> THE PROBLEM: Rewrite everything from the start of the data down to the line containing "[(428, 39), (1090, 303)]", changing "balcony railing" to "balcony fence" and keeping the rest unchanged. Give only those lines.

> PROVIDED ENTRIES:
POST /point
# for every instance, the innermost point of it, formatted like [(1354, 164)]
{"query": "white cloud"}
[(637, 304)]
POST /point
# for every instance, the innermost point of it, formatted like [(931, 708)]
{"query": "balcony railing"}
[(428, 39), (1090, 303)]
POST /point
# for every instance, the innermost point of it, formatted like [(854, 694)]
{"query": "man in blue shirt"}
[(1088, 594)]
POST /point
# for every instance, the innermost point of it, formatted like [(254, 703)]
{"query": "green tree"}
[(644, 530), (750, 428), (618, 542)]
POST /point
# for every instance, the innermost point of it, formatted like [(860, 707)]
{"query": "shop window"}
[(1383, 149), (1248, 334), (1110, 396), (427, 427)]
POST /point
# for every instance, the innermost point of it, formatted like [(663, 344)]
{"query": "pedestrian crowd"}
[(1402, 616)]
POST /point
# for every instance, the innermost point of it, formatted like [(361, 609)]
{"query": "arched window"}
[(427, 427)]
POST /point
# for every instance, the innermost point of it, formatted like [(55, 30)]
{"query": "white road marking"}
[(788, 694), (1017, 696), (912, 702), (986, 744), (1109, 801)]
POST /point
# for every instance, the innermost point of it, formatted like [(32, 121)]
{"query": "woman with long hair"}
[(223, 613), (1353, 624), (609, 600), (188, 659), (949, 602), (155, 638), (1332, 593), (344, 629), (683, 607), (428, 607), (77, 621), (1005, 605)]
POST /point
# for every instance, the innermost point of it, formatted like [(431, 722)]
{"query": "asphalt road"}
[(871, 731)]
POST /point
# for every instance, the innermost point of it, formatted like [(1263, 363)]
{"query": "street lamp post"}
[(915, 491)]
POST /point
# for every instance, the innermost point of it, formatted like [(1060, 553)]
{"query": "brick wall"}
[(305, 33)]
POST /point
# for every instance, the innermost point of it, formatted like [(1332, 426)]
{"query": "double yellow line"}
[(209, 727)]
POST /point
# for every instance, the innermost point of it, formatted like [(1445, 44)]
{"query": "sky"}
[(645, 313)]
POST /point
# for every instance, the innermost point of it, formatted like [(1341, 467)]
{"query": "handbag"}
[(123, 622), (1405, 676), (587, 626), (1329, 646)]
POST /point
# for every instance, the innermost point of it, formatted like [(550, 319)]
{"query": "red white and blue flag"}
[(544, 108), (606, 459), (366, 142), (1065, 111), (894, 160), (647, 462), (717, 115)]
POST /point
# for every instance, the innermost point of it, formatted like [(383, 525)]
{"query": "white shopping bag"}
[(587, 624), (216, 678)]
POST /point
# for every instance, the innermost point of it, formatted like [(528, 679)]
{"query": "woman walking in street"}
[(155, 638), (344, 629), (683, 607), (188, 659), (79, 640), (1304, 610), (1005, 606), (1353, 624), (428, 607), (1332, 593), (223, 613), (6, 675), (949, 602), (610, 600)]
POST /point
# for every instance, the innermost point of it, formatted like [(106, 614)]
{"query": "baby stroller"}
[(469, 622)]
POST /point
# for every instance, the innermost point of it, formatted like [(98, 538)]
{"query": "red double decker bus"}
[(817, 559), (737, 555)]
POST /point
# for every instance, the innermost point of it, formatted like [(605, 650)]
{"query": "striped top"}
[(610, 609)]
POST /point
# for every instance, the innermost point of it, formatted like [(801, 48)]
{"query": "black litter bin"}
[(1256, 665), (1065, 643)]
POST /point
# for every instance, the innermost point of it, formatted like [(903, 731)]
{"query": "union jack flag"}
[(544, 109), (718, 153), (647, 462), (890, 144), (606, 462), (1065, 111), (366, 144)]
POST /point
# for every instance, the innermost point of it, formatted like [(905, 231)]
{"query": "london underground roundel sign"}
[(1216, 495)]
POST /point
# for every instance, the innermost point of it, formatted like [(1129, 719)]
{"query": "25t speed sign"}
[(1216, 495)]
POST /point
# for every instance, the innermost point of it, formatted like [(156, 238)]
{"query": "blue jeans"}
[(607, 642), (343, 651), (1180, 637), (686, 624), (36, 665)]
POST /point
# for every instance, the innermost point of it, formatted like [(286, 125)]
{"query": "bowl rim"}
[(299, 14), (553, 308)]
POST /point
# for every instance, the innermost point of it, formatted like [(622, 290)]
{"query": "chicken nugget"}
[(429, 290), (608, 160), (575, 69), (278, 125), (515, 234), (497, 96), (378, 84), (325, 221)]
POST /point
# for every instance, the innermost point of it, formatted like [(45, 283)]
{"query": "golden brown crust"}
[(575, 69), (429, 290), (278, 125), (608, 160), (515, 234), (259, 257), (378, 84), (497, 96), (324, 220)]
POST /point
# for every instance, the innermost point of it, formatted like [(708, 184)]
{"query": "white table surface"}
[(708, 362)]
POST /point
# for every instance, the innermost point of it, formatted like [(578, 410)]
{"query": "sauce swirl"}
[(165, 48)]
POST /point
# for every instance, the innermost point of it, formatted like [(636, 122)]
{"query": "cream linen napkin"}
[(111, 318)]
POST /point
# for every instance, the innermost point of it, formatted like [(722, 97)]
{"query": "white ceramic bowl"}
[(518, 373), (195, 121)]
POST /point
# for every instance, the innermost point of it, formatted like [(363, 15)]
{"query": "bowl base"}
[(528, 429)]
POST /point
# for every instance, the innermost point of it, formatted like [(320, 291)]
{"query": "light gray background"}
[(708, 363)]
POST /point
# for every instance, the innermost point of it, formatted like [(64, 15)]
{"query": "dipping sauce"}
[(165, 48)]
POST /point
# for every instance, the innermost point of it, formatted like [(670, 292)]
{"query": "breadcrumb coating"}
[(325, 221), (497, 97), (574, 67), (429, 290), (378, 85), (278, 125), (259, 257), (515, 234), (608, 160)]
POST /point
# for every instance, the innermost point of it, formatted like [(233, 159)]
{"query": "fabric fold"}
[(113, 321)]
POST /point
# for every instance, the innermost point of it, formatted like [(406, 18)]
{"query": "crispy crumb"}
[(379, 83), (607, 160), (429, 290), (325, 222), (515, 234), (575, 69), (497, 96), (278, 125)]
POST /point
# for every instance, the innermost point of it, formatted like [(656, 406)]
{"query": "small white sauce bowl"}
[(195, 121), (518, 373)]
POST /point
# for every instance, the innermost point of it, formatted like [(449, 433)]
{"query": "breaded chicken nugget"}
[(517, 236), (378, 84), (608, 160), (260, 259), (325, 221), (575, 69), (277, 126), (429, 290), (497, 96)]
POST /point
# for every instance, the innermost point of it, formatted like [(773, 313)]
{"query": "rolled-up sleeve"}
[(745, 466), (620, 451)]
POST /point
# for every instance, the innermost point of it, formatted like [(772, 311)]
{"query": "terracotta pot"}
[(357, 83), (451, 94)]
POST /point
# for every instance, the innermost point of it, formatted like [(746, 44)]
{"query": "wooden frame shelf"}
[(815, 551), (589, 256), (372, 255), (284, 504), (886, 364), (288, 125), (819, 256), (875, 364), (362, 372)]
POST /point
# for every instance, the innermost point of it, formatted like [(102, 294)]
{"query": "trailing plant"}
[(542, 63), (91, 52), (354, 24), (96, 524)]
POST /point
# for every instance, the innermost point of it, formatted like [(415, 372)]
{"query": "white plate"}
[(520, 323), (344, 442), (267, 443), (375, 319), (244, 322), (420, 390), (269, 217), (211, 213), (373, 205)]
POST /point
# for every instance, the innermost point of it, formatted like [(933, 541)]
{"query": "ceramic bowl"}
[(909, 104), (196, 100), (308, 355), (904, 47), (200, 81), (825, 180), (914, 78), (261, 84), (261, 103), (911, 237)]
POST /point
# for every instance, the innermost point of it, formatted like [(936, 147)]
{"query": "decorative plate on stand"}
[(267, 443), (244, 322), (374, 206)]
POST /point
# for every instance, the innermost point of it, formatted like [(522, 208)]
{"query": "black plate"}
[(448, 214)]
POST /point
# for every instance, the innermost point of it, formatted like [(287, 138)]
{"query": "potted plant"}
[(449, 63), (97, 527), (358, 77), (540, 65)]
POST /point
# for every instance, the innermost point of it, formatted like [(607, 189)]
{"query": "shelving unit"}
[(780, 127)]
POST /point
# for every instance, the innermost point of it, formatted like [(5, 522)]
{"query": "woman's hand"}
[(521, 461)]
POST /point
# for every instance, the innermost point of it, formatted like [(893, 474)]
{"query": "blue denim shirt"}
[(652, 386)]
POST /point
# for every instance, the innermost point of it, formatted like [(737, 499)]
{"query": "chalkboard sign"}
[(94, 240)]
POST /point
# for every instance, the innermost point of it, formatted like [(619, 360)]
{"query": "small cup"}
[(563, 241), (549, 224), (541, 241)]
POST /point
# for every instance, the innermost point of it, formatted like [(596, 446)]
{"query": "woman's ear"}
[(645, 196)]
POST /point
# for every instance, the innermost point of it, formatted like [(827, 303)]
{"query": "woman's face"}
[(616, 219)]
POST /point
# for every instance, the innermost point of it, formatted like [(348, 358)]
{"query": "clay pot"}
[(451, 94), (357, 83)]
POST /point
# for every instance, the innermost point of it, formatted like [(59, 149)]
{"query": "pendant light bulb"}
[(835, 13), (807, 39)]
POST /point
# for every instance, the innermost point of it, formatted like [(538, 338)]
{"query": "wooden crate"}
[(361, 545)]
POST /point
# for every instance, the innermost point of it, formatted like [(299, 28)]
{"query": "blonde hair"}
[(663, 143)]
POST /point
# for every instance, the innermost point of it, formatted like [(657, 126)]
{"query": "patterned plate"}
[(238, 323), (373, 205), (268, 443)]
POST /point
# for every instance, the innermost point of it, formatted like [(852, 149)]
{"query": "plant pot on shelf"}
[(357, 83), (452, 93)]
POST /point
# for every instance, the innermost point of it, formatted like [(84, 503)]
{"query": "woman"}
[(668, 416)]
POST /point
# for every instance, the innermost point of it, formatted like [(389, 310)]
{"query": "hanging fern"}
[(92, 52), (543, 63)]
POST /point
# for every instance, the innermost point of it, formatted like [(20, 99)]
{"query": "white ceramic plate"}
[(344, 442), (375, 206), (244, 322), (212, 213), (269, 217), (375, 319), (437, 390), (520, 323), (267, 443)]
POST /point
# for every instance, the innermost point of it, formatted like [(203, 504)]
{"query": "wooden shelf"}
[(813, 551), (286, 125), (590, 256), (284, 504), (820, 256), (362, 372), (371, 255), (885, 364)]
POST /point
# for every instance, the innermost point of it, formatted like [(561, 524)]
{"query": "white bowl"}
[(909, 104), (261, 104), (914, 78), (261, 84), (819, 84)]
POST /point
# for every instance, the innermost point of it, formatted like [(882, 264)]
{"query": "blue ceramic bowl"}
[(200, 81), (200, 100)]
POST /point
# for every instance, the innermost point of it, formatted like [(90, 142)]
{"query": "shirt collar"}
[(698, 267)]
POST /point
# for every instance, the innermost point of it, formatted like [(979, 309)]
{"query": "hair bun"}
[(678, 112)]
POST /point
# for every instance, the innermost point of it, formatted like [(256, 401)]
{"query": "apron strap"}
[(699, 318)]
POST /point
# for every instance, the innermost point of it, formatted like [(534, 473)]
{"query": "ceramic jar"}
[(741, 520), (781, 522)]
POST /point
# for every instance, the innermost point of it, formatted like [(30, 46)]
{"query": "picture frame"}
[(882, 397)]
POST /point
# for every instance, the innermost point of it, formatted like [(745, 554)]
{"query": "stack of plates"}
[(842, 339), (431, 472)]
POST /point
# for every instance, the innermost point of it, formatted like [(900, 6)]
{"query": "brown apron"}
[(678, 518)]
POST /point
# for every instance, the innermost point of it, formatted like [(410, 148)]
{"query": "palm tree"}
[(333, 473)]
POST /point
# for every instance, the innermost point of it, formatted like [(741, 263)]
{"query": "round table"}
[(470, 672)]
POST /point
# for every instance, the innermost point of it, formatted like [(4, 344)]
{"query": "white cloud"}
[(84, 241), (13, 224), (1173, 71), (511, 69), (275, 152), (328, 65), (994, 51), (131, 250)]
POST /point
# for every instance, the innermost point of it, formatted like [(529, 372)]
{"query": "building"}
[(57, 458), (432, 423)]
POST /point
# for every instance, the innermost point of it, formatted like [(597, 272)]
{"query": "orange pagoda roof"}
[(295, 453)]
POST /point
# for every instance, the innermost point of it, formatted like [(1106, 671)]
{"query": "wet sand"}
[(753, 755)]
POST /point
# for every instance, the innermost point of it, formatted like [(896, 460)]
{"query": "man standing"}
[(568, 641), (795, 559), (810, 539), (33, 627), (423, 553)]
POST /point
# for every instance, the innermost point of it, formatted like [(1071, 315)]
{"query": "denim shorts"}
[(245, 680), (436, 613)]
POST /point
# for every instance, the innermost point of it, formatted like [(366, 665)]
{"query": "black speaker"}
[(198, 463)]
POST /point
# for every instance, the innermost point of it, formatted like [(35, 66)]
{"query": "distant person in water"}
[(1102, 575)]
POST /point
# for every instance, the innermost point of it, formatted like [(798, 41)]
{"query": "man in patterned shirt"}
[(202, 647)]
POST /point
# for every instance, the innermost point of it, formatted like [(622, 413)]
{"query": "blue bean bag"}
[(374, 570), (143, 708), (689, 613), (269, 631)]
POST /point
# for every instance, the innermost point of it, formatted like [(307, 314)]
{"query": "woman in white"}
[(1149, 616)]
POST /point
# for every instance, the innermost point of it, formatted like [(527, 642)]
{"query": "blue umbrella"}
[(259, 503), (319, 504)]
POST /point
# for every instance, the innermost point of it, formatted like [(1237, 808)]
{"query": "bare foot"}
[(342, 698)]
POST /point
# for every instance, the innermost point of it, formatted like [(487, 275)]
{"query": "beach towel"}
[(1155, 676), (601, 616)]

> FULL SOLUTION:
POST /point
# for every instance, the innermost point of it, formatted like [(1354, 164)]
{"query": "white cloud"}
[(637, 304)]
POST /point
# for every instance, the innermost point of it, formatted like [(931, 708)]
{"query": "balcony fence"}
[(428, 39), (1090, 303)]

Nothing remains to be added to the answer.